■ YOUR GOAL ■
Write the material out again in full, exactly.

■ RAW DATA ■

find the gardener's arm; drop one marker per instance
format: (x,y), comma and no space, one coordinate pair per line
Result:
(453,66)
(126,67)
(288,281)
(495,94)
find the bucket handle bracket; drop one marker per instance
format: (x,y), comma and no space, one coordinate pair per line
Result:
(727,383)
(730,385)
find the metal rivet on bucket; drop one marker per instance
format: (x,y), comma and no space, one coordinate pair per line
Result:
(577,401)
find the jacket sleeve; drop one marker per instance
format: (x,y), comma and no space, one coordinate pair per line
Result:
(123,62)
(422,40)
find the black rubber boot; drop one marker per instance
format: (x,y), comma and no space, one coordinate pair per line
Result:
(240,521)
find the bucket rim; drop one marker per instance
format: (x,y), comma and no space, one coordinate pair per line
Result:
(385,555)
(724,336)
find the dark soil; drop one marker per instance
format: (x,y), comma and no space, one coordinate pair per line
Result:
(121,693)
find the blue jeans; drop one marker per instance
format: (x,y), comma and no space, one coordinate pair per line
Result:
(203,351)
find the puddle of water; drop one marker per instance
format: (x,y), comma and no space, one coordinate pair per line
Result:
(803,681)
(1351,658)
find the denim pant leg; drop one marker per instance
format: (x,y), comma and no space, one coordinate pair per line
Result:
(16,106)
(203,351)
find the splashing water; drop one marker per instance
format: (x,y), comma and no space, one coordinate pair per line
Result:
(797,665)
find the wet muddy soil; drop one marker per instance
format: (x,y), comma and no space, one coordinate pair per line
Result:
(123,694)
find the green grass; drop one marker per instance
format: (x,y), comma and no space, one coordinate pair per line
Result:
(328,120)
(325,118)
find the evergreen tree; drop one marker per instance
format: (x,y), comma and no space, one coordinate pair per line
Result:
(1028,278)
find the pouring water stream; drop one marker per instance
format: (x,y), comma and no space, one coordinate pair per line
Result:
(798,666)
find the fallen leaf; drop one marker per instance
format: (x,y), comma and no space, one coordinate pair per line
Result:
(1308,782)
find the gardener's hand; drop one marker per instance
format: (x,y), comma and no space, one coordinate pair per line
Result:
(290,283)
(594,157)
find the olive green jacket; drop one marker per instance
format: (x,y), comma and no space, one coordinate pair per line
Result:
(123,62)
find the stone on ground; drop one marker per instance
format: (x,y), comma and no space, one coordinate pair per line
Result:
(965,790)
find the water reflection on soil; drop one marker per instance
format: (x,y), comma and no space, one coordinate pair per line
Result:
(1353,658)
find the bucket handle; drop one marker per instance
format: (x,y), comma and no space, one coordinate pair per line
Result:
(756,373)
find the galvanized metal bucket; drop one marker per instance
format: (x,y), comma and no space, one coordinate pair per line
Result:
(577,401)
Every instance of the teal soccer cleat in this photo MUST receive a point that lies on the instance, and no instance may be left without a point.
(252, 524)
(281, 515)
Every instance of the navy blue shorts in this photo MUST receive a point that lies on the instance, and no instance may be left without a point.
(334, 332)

■ ANSWER TO THE TASK ■
find the gardener's arm; drop one marker per instance
format: (x,y), comma and no space, one coordinate pair per line
Result:
(453,66)
(126,67)
(288,281)
(495,94)
find the bucket handle bracket; drop one marker per instance
format: (x,y), comma and no space, one coordinate pair per line
Result:
(727,383)
(730,385)
find the metal rivet on bucket; drop one marker per instance
format: (x,y), comma and no space, one coordinate pair per line
Result:
(577,401)
find the jacket sleeve; drop one marker per instance
format: (x,y), comma and no space, one coordinate pair per line
Result:
(123,62)
(422,40)
find the black rubber boot; drop one marker per instance
format: (x,y), comma and no space, one coordinate pair per line
Result:
(240,521)
find the bucket rim; drop one marker per instance
format: (x,y), comma and no space, one coordinate pair per line
Result:
(385,555)
(724,336)
find the dark soil; drop one marker per instance
format: (x,y), comma and no space, one coordinate pair per line
Result:
(121,693)
find the blue jeans; drop one marker per instance
format: (x,y), comma and no space, one coordinate pair per line
Result:
(203,351)
find the puddle of water; drop one marker per instance
format: (x,y), comma and no space, one coordinate pair per line
Result:
(803,681)
(1351,658)
find the denim pant leg; drop one marker per instance
format: (x,y), comma and no space, one coordinate pair per line
Result:
(16,106)
(203,351)
find the splashing water; drop one marker per instance
format: (x,y), comma and no space, one coordinate pair per line
Result:
(797,665)
find the wet muddy soil; drop one marker per instance
format: (x,y), comma and no space, one coordinate pair per line
Result:
(123,694)
find the green grass; drop one marker per instance
format: (x,y), comma and no space, one coordinate pair per line
Result:
(328,120)
(325,118)
find the evergreen tree; drop one marker per instance
format: (x,y), comma and no space, one coordinate pair per line
Result:
(1028,278)
find the pouring water stream; drop one marker per instance
format: (x,y), comma and no space, one coordinate pair per line
Result:
(798,666)
find the fallen leaf; drop one marker per instance
format: (x,y), comma and no space, one coordinate pair per line
Result:
(1308,782)
find the gardener's hand; drop one marker per instance
format: (x,y), comma and no space, one coordinate pair per line
Result:
(290,283)
(594,157)
find the olive green jacket; drop one marker per instance
format: (x,y), comma and no space, one coordinate pair per line
Result:
(123,62)
find the stone on ground; drop one marker per instance
format: (x,y), comma and no space, one coordinate pair per line
Result:
(965,790)
find the water reflection on soil; drop one marker per instance
format: (x,y), comma and no space, one coordinate pair per line
Result:
(1353,658)
find the bucket handle; drop one marker per instance
format: (x,y), comma and no space, one coordinate pair per line
Result:
(756,373)
find the galvanized metal bucket; drop one marker per instance
format: (x,y), comma and no space, one coordinate pair per line
Result:
(577,401)
Every instance of the teal soccer cleat in this photo MUST receive a point that lies on the instance, and no instance may be left without a point.
(252, 524)
(281, 515)
Every instance of the navy blue shorts in this photo MUST receive a point that lies on the instance, and no instance may be left without a point.
(334, 332)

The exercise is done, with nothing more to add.